* **WHAT IS EXPECTED**
Images don't belong in the copy. Output the rest of the data exactly.

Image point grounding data
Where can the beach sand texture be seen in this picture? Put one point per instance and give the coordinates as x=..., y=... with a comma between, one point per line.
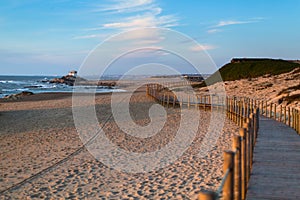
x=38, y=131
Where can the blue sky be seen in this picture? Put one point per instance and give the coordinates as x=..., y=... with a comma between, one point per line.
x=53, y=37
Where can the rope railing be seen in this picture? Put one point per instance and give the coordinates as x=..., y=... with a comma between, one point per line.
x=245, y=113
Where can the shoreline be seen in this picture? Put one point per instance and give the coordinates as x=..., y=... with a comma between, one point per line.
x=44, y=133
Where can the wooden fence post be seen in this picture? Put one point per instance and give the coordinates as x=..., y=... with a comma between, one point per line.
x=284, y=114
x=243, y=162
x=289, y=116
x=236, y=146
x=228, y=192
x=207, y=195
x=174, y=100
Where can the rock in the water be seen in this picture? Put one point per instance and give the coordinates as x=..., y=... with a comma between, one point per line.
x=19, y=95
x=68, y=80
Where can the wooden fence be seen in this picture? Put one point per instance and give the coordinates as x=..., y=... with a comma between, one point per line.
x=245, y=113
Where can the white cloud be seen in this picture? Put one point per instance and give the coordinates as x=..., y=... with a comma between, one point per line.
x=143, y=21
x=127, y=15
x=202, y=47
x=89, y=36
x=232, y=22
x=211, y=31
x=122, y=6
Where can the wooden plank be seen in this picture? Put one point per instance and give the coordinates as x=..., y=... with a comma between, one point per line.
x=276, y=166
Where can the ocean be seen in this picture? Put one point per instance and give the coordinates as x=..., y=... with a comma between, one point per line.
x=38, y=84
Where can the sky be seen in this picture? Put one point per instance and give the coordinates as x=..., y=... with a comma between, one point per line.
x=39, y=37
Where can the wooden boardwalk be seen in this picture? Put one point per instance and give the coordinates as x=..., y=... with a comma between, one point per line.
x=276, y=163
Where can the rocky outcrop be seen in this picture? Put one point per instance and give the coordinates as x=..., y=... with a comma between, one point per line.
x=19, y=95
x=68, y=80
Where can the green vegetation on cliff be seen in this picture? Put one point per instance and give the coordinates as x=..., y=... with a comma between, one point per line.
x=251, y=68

* **PROBLEM SOLUTION**
Where can the beach sand texture be seen in this picture? Put one point per instance and give the coordinates as x=..., y=... with a comma between, one point per line.
x=38, y=131
Where can the blue sky be seen in this picture? Put one point per instance and give the coordinates as x=..., y=... with a comma between, one point per line.
x=53, y=37
Where can the rope railing be seen in this picture? Put one point per instance and give the coordinates as x=..., y=... with a comma between, one point per line.
x=245, y=113
Where can the shoreline be seen in this picture? Put one point per instance and give the coordinates as x=..., y=... with a comma between, one point per line.
x=44, y=133
Where can the wooden fence post be seen in this picture? Put one point per instance and give the coordinates as x=..., y=... with a comma between, one point per line.
x=284, y=114
x=243, y=162
x=289, y=116
x=236, y=146
x=228, y=192
x=207, y=195
x=174, y=100
Where can the rock in the water be seen in this picture? Put one point per instance and give the coordinates as x=..., y=... with a comma between, one point per line.
x=19, y=95
x=68, y=80
Where can the wooden fence be seen in this picture? Put one point per instance and give the coordinates as x=..., y=... with a comma between, one point per line.
x=245, y=113
Where can the white cloud be seen in this picture? Put one point per instance and give the coordinates as x=..., y=... with a comma between, one point per line.
x=143, y=21
x=127, y=15
x=202, y=47
x=89, y=36
x=232, y=22
x=211, y=31
x=122, y=6
Where can the wooden plank be seen in this picture? Put one point per instance and give the coordinates as x=..., y=... with a comma between, one point per line.
x=276, y=166
Where can the ocean be seen in this picture? Put one point per instance and give the coordinates as x=..., y=... with a comma between, one point per line.
x=38, y=84
Where can the sky be seen in this picture? Put one point per instance and give the coordinates as x=..., y=... with a comma between, one point per line.
x=39, y=37
Where can the wooden boardwalk be seen in this picture? Put one point per instance and give the coordinates as x=..., y=... with a comma between, one point per line.
x=276, y=163
Where can the rocky outcrop be seen in this picture? Put one point per instance and give the coordinates as x=..., y=... with a comma between, one point per line.
x=19, y=95
x=68, y=80
Where can the green vegetation on cliff be seen in this picture? Put one point per instance and give the coordinates as x=..., y=... with a comma between, one point per line.
x=251, y=68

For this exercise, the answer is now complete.